__Work to be completed__
Rewrite the data from the line containing "Locate every instance of the tree" through the end of the data, keeping every line. Shift each point's coordinates by adding 145 to both numbers in the pair.
┌─ Given entries
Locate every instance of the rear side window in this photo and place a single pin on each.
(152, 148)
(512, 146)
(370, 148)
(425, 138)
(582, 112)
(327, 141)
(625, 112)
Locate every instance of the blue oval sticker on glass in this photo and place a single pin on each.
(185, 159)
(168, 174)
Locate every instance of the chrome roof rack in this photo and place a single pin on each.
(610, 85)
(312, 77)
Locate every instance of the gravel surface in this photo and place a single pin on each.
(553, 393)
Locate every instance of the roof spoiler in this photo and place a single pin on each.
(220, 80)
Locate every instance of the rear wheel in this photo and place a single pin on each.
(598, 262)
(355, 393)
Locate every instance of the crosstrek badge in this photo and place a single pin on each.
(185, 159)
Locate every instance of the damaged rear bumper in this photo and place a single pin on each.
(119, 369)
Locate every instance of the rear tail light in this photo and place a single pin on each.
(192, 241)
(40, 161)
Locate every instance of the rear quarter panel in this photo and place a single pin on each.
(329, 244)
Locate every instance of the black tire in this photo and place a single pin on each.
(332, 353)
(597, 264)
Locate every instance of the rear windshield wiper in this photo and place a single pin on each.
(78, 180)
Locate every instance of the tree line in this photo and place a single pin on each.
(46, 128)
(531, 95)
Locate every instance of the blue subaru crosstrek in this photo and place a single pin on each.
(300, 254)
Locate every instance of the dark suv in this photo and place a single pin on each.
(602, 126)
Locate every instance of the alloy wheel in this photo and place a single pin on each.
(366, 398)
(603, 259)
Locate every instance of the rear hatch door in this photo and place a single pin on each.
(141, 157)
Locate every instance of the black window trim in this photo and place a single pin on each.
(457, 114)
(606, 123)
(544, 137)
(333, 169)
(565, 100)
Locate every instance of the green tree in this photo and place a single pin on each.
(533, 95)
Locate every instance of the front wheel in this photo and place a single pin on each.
└─
__Exercise solution__
Locate every instance of the tree line in this photo and place a single pin on each.
(191, 273)
(676, 240)
Locate every instance of the blue subaru crosstrek in this photo and place a single pin on each.
(445, 399)
Locate every instance of the dark suv in this photo and place a single pin on each.
(747, 271)
Locate every instance of the alloy wheel in this photo and place a single pin on each.
(511, 543)
(748, 404)
Locate every instance of the rear hatch door in this photo and place a single pin on each.
(286, 302)
Locate every instance of the black window trim in this photo and place a single pin on each.
(602, 259)
(751, 268)
(689, 282)
(478, 314)
(710, 245)
Locate every instance of the green tree in this photo and place a single pin on each.
(678, 240)
Locate every instance of the front wheel in this photo and place a single pin on each.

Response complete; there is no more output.